— Requirements —
Reproduce the entries verbatim from the first line through the line containing "L 17 51 L 0", inclusive.

Labeled region records:
******************************
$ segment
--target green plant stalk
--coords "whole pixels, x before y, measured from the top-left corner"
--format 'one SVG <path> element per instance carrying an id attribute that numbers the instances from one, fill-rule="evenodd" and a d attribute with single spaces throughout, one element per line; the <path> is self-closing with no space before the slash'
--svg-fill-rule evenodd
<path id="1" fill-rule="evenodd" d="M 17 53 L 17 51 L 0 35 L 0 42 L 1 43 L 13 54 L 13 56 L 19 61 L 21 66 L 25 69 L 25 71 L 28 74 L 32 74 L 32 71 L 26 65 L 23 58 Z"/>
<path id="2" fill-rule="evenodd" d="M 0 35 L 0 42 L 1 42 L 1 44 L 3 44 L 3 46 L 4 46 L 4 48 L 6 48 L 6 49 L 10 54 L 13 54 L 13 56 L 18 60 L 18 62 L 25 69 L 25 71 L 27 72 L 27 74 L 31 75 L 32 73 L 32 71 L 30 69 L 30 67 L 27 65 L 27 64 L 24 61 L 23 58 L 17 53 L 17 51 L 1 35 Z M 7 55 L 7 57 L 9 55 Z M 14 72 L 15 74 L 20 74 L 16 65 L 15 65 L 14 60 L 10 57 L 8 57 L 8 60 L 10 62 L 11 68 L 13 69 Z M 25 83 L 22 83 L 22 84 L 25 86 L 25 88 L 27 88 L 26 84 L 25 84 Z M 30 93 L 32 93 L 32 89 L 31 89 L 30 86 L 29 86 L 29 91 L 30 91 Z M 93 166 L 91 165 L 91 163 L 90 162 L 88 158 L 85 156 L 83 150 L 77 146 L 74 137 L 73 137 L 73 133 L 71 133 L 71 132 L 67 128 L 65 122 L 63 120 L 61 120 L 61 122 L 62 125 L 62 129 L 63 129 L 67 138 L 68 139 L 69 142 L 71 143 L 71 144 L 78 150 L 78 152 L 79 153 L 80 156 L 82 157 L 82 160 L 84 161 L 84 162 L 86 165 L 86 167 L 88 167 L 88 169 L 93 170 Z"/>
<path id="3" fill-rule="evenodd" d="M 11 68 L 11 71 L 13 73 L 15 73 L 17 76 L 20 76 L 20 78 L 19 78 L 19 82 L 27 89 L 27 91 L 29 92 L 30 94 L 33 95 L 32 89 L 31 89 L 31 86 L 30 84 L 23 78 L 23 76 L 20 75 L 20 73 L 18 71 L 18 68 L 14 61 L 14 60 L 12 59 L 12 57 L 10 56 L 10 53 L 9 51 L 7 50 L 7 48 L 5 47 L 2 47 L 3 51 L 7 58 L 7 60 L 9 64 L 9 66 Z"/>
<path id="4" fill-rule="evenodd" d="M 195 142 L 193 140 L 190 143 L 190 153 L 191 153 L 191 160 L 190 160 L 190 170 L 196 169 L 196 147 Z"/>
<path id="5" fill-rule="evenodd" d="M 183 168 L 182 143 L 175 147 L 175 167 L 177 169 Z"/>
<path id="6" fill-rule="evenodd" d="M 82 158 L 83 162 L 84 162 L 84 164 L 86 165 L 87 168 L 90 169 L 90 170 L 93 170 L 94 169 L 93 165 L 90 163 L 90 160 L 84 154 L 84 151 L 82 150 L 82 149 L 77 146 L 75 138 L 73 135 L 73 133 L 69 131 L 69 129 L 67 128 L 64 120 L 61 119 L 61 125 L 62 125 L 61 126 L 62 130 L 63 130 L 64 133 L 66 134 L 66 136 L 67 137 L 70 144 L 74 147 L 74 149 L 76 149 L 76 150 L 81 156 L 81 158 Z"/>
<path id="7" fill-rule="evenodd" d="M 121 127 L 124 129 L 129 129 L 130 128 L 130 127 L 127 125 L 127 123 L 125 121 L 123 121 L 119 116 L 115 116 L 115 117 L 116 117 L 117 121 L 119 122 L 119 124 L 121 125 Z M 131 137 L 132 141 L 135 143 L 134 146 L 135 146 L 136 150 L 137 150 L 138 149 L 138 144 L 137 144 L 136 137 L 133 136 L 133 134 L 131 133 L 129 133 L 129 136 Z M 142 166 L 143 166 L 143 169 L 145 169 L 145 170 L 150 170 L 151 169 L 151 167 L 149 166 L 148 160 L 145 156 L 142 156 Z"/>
******************************
— Final result —
$ segment
--target green plant stalk
--coords "whole pixels, x before y, measured from the top-left corner"
--format 'one SVG <path> element per instance carrying an id attribute that numbers the instances from one, fill-rule="evenodd" and a d attribute with single spaces throughout, one element per line; the <path> is self-closing with no space before the slash'
--svg-fill-rule evenodd
<path id="1" fill-rule="evenodd" d="M 17 53 L 17 51 L 0 35 L 0 42 L 1 43 L 13 54 L 13 56 L 19 61 L 21 66 L 25 69 L 25 71 L 28 74 L 32 74 L 32 71 L 26 65 L 23 58 Z"/>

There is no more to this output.